#### EXCERPTED TEXT:
What? Do even Latin American caudillos die? Apparently, according to the latest and last medical bulletin on the health (or lack thereof) of Hugo Chavez, perpetually re-electable president of Venezuela.
No doubt many Venezuelans are grieving at the news that he has proven mortal.
It ought to be quite a wake or celebration, depending on which Venezuelans are observing the occasion. No doubt those of both persuasions will be sincere, as many Russians mourned the death of their generalissimo when Stalin left this vale of tears he had done so much to make even tearier. While others breathed a (very) quiet sigh of relief, mindful that the secret police were still watching. Two news items may exemplify the gulf that Hugo Chavez, always a polarizing figure, leaves behind:
-- "I feel a sorrow so big I can't speak," said Yamilina Barrios, a 39-year-old clerk who works in the Ministry of Industry, her face covered in tears. "He was the best this country had," she said, disconsolately weeping. "I adore him.''
Wherever there are despots on the rise, there will be those swept away by their admiration for El Jefe and the New Order he promises. They may not notice the shuttered newspapers, the mobs ready to do his bidding. Anybody who protests just doesn't understand that, to make an omelet, you have to break eggs. Maybe a lot of them.
-- Near the Supreme Court building in Caracas, a group of student protesters had been demonstrating for a week, demanding that the government be more open about the state of the president's health. As the news of his death spread, a group of masked, helmeted men drove by. Brandishing pistols, they stopped long enough to attack the students and break up their encampment. Then they went roaring off without identifying themselves. Wherever there are dictatorships in the making, there are storm troopers.
That mob scene was all too typical of the intimidation with which Hugo Chavez and brutal company ruled his fiefdom. His idea of democracy was typified by his third and, of course, successful re-election campaign: The opposition got three minutes of television time a day, while El Comandante commandeered all the air time he wanted, any day any hour, 24/7.

#### TASK GOAL:
List every person the commentary on the death of Hugo Chavez mentions by name. The rows that follow are not needed for this work.

#### Dataset entries:
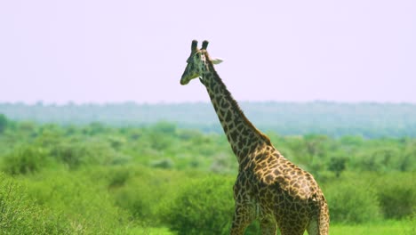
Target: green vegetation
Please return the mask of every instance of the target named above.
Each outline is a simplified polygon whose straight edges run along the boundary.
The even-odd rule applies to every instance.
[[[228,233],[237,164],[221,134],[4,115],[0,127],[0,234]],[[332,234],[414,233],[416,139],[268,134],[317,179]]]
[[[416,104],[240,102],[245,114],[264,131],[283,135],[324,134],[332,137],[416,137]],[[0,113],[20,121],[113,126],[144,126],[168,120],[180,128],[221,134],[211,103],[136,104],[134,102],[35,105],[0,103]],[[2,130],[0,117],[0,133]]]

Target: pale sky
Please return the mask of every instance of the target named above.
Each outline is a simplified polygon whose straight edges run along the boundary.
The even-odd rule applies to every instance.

...

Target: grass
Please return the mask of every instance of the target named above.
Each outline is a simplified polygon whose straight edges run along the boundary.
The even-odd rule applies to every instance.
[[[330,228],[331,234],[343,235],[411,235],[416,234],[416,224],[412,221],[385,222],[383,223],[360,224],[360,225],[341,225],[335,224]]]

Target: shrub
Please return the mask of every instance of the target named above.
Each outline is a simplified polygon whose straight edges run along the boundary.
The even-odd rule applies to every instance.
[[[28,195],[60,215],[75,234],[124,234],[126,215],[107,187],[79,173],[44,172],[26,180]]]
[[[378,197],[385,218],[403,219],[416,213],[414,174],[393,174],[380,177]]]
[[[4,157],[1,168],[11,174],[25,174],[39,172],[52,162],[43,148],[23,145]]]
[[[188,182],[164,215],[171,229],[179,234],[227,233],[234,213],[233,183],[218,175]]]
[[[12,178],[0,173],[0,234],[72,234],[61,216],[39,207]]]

#### THE COMPLETED TASK:
Hugo Chavez, Stalin, Yamilina Barrios